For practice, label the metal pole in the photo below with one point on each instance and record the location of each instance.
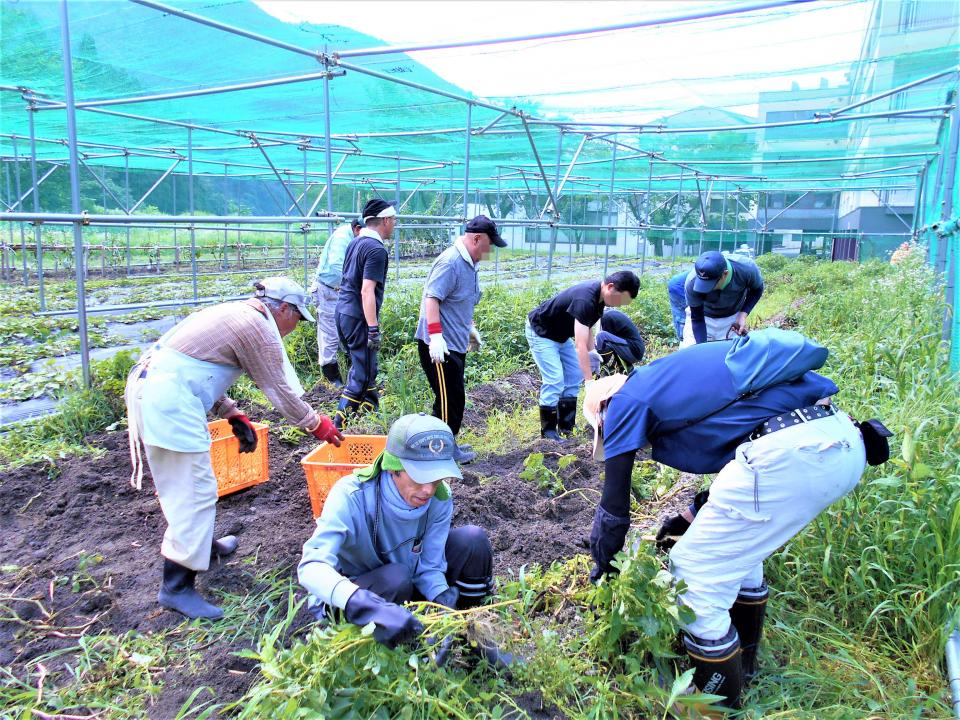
(466, 165)
(648, 200)
(606, 241)
(75, 193)
(496, 252)
(723, 215)
(126, 201)
(23, 239)
(193, 232)
(36, 208)
(396, 239)
(677, 235)
(556, 208)
(326, 145)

**Activity**. Transcribe the listing exactly; omit all images.

**Response to the exercise**.
For practice, label the metal pole in the photo below with one point on each instance and record the location of each instance.
(466, 165)
(648, 200)
(606, 241)
(75, 193)
(496, 252)
(723, 215)
(126, 201)
(23, 239)
(193, 232)
(36, 208)
(396, 239)
(677, 235)
(556, 208)
(326, 145)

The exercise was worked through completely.